Please pick out and copy every line in the items below that contains the word "dark".

**Dataset rows**

• • • • • • •

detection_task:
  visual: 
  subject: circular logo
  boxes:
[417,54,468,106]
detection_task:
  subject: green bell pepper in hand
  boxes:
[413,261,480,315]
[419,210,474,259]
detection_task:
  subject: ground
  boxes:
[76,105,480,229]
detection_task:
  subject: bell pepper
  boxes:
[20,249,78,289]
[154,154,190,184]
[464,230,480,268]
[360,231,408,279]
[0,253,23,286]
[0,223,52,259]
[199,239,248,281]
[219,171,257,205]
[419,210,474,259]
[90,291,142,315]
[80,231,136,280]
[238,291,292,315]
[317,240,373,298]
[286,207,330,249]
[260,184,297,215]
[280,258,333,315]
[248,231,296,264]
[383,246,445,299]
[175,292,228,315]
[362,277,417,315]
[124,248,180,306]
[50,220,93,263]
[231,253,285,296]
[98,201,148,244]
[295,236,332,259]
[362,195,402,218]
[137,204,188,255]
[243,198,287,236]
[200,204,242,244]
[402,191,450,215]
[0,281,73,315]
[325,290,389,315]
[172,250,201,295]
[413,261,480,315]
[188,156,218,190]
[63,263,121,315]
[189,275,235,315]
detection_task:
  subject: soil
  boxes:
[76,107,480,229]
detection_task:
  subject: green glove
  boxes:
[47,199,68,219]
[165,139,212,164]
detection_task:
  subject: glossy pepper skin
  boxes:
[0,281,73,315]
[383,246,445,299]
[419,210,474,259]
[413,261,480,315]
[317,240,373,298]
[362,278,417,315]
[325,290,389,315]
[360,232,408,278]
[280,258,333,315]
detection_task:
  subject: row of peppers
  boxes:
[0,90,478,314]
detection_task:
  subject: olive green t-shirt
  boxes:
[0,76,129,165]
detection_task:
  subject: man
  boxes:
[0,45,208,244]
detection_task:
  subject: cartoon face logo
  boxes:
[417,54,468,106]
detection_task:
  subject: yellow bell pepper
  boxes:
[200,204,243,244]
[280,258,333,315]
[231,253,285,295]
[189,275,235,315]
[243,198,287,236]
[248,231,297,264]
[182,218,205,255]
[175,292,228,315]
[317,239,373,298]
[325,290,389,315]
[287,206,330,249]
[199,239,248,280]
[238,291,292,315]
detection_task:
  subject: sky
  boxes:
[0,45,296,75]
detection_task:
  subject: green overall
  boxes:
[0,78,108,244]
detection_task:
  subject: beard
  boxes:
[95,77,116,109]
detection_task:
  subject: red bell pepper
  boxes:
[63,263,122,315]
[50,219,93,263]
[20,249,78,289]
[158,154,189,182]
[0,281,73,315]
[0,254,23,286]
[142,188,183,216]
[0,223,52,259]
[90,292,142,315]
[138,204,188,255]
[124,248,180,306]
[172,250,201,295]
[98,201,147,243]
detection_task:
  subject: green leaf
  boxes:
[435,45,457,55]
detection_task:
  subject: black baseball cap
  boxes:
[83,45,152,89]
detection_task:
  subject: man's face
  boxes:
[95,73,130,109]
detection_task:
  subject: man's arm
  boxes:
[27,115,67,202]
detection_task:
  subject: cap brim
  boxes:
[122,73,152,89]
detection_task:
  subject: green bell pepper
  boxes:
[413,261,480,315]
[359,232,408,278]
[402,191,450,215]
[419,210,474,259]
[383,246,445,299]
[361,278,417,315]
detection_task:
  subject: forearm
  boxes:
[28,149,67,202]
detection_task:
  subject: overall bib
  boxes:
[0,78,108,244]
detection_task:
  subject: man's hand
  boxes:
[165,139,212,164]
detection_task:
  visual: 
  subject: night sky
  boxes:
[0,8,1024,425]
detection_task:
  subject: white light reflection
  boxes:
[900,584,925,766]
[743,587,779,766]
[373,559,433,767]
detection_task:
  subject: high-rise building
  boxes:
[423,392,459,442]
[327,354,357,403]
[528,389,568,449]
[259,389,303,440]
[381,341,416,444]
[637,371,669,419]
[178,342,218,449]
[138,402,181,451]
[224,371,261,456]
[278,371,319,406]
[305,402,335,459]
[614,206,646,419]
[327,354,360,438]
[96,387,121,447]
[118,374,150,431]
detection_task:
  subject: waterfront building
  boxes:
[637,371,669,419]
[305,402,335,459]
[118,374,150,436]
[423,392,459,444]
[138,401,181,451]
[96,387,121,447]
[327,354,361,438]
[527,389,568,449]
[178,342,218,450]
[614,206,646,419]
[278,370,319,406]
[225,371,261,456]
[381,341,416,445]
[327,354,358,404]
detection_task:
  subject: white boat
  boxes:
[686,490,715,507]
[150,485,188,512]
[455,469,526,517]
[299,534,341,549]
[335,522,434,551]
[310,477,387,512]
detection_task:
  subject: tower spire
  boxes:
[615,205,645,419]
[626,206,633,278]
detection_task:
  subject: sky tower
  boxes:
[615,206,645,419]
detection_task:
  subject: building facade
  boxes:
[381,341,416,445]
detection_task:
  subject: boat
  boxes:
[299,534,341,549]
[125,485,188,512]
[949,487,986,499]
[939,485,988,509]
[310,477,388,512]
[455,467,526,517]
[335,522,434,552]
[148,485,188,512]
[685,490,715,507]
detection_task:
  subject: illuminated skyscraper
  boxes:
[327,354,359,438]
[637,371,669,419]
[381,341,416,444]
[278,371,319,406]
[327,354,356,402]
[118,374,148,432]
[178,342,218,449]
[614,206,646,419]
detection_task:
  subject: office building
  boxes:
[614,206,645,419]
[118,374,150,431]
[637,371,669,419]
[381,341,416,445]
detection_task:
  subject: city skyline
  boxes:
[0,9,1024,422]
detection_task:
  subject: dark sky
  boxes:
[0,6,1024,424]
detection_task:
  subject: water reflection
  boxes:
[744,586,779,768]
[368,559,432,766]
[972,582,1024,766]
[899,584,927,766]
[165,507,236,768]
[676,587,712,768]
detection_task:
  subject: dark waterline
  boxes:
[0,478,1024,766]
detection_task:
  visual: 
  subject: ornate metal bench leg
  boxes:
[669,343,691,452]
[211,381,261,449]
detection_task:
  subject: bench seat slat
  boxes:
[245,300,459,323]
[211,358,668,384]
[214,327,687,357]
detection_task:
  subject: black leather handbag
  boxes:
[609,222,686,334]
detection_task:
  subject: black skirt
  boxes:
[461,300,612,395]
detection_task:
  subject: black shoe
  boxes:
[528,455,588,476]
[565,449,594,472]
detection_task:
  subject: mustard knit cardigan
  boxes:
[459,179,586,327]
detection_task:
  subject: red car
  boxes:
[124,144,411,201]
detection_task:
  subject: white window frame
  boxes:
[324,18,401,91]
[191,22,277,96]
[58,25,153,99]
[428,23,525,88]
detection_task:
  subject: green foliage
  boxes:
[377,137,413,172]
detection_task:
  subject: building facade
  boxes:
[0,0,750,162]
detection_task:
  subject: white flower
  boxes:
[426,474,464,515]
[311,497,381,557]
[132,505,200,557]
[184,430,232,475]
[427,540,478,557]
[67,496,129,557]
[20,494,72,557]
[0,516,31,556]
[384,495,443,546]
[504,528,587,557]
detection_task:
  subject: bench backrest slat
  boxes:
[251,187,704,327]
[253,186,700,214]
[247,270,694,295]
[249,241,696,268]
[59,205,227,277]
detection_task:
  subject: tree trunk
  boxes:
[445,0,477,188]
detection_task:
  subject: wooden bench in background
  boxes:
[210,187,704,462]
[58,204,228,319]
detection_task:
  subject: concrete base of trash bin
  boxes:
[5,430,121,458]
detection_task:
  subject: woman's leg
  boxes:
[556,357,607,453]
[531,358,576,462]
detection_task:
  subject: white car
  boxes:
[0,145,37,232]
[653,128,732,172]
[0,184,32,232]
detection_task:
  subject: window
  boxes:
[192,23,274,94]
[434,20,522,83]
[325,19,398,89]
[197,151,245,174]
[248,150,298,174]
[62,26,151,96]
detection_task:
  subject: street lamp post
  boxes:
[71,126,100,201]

• • • • • • •

**Result for this exercise**
  subject: dark sky
  subject: dark waterline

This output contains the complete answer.